# Input rows start

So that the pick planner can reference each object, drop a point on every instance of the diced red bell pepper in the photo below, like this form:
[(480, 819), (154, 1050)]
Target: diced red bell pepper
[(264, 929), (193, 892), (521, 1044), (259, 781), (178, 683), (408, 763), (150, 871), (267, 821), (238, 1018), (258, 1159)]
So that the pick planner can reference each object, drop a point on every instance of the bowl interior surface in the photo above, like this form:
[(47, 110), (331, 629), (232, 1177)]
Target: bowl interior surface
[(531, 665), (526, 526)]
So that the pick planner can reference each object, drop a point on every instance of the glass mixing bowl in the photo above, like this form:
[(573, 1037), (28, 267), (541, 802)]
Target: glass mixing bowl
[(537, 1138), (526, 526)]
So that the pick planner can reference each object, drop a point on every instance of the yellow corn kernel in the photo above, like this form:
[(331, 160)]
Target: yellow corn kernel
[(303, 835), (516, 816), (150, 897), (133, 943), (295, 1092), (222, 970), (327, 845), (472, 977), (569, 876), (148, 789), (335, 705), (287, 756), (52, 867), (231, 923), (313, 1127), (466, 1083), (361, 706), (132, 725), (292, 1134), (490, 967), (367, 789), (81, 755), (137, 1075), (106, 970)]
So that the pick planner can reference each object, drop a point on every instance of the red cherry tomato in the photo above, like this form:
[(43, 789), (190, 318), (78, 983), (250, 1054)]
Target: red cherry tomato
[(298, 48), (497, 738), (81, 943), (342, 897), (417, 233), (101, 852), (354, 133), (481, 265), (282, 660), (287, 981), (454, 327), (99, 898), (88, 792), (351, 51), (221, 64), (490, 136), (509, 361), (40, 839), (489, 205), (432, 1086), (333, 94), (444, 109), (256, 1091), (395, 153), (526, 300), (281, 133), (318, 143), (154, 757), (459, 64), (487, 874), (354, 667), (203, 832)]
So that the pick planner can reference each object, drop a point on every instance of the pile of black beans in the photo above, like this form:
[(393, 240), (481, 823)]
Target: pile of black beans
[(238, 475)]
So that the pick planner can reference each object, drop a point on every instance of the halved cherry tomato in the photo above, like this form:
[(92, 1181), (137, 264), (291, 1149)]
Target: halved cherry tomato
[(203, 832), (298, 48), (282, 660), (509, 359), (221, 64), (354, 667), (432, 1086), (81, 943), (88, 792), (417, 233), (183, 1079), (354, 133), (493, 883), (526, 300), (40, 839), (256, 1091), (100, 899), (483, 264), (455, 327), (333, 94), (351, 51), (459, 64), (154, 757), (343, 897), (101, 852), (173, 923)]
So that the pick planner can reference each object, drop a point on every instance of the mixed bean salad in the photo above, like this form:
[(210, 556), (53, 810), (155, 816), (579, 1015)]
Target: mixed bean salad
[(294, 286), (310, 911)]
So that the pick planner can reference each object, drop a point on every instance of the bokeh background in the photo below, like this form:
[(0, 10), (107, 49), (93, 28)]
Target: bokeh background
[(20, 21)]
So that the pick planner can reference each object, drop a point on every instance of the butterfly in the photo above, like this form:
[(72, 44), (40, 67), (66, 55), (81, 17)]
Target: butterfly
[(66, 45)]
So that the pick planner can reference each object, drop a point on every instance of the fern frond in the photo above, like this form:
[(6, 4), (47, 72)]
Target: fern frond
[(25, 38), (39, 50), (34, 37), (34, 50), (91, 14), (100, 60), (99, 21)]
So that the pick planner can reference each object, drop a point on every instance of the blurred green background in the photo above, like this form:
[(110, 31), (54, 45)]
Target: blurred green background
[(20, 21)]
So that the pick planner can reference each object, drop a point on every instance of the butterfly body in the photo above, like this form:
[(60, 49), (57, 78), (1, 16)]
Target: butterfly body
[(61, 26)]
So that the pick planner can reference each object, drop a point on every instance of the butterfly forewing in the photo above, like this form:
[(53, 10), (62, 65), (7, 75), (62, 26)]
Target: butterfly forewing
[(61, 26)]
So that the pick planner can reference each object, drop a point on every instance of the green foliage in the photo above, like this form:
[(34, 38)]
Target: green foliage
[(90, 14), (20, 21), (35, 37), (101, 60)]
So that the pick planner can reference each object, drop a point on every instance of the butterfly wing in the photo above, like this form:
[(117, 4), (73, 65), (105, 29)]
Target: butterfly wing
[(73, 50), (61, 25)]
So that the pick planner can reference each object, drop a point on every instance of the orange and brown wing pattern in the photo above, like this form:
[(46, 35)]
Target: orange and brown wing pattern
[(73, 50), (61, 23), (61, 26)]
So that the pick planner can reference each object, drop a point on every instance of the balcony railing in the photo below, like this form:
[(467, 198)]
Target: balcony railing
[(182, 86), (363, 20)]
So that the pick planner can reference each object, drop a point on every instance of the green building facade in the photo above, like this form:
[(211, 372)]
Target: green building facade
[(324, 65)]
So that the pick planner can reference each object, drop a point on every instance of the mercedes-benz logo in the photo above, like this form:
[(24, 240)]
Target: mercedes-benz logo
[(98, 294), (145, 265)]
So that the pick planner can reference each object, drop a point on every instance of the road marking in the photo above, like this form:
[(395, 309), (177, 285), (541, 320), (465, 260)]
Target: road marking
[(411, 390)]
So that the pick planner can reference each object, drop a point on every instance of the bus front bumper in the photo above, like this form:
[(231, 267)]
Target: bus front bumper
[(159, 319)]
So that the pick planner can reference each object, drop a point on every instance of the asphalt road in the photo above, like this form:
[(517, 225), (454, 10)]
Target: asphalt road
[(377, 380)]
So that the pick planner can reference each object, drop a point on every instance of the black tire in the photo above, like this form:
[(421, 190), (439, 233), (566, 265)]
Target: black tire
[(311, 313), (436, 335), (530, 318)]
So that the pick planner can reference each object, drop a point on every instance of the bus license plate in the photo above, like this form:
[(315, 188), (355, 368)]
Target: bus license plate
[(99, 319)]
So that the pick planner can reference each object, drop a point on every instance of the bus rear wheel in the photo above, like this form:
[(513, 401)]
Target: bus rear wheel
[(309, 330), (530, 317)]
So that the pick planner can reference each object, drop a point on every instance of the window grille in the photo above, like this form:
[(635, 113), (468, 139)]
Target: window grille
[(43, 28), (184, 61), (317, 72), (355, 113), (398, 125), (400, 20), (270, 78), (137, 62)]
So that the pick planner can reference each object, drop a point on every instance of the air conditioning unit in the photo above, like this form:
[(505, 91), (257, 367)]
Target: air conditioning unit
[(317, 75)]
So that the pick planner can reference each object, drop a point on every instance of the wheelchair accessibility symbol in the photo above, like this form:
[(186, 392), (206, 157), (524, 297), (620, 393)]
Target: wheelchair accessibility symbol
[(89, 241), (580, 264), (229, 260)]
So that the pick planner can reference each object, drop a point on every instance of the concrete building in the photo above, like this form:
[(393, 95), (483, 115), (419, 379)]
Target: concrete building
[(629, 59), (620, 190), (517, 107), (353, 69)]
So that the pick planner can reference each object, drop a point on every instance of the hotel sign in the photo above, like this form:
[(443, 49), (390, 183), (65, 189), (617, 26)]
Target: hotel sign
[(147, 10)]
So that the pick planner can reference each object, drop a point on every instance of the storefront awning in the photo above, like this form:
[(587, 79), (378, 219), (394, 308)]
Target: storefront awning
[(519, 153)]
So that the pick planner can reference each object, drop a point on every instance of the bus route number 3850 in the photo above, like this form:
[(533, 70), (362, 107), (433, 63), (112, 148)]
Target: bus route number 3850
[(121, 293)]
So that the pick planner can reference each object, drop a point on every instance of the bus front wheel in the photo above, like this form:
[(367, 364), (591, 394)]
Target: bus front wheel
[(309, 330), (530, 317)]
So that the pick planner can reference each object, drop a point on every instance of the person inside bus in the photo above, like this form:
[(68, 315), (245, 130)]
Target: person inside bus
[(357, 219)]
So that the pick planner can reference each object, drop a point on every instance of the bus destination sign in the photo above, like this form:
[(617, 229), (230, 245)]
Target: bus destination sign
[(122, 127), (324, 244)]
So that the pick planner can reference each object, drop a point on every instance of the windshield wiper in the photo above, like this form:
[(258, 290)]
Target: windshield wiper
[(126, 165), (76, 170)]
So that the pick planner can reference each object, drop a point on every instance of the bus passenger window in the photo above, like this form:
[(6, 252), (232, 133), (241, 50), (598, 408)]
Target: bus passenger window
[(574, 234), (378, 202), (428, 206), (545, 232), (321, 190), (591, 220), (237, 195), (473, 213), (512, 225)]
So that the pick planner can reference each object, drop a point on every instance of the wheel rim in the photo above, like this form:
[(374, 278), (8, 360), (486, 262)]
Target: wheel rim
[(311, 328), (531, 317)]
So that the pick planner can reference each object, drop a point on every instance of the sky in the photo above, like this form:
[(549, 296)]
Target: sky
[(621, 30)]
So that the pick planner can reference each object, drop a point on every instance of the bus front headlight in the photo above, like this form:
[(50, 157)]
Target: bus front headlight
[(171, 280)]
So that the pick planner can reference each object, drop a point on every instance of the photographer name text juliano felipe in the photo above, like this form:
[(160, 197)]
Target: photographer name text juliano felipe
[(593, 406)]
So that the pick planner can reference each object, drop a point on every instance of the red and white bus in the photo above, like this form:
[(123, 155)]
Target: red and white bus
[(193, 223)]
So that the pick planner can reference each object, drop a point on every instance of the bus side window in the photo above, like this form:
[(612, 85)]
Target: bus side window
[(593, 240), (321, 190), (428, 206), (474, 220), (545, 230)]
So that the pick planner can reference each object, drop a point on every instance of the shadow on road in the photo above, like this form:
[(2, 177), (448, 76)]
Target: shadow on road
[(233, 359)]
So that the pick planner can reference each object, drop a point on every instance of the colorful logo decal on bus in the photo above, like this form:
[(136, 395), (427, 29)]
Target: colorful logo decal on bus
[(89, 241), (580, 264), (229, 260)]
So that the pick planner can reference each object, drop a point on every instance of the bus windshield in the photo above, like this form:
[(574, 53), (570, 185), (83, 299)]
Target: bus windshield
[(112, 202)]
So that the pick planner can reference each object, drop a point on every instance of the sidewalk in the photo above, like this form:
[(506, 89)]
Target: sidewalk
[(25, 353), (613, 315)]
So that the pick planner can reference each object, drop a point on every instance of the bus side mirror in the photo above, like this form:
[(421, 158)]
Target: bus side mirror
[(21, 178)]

# Input rows end

### Stated exercise
Turn the lines into a numbered list, starting at the line that contains "the bus passenger" and stopping after the line that contains "[(193, 223)]". Leave out any blank lines.

### Solution to this problem
1. So that the pick planner can reference each object, drop a point on every instance of the bus passenger window in the photo above, like this form:
2. [(6, 252), (232, 133), (241, 50), (598, 408)]
3. Target: bus passenger window
4. [(574, 234), (378, 202), (428, 206), (545, 232), (321, 190), (591, 220), (237, 195), (473, 213), (512, 225)]
5. So that the pick planner can reference each object, drop a point on every instance of the wheel rim in the photo above, like this form:
6. [(374, 278), (8, 360), (486, 262)]
7. Target: wheel rim
8. [(311, 328), (531, 317)]
9. So that the pick planner can reference each object, drop a point on every instance of the sky in the photo above, like this form:
10. [(549, 296)]
11. Target: sky
12. [(621, 30)]
13. So that the pick planner can reference each object, drop a point on every instance of the bus front headlight in the photo above, like this form:
14. [(50, 157)]
15. Target: bus front headlight
16. [(171, 280)]
17. So that the pick planner can reference each object, drop a point on every instance of the photographer name text juliano felipe in the photo above, like this form:
18. [(160, 197)]
19. Target: photographer name text juliano felipe
20. [(593, 406)]
21. So that the pick planner can reference each object, drop a point on every instance of the red and white bus in the photo above, like this form:
22. [(123, 155)]
23. Target: red and white bus
24. [(193, 223)]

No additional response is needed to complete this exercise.